***** SUPPLIED TEXT

The phrase “each one teach one” has been used in connection with recent literacy campaigns, but apparently the phrase was born on American slave plantations. When a slave learned or was taught to read, it became his duty to teach someone else. Thus the phrase. I would not like to say, however, that in that royal pool I taught Greg more than he taught me.
As regards spurring others to ruminate
I would call attention to a blog post by Montaigbakhtinian reader Nina Mishkin: Some thoughts (if you can call them that) about sex. The post was spurred, not only by the release of the movie 50 Shades of Grey, but also, at least in part, by an e-mail dialogue Nina and I had had about the erotic life of elderly people, another subject about which I, now 60, am hardly disinterested.
I would also use this opportunity to recall what Plato’s Socrates says in The Republic regarding courage or bravery: ἀνδρεία. Here glossing and abridging from pages 429c-d, or taking these words from Socrates’s mouth:
A kind of conservation is what I mean by bravery. The conservation—amid pain and pleasure, desire and fear—of what one has learned.

**********

**TASK TO COMPLETE**
Print everything in the excerpt above from "As regards spurring" down to "one has learned.", unchanged.

***** DATA FOR ANALYSIS

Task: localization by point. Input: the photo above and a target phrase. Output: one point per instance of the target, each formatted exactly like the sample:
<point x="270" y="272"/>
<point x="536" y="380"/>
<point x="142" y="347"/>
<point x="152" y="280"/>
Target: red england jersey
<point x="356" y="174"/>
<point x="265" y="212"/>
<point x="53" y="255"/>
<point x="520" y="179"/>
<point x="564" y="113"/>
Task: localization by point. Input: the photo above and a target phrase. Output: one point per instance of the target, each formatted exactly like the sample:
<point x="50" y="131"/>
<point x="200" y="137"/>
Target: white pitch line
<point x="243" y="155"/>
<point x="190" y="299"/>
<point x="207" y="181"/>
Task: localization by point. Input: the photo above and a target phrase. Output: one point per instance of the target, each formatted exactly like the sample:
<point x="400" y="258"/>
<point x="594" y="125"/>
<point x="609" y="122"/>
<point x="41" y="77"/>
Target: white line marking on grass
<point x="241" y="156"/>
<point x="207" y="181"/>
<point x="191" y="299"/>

**********

**TASK RESULT**
As regards spurring others to ruminate
I would call attention to a blog post by Montaigbakhtinian reader Nina Mishkin: Some thoughts (if you can call them that) about sex. The post was spurred, not only by the release of the movie 50 Shades of Grey, but also, at least in part, by an e-mail dialogue Nina and I had had about the erotic life of elderly people, another subject about which I, now 60, am hardly disinterested.
I would also use this opportunity to recall what Plato’s Socrates says in The Republic regarding courage or bravery: ἀνδρεία. Here glossing and abridging from pages 429c-d, or taking these words from Socrates’s mouth:
A kind of conservation is what I mean by bravery. The conservation—amid pain and pleasure, desire and fear—of what one has learned.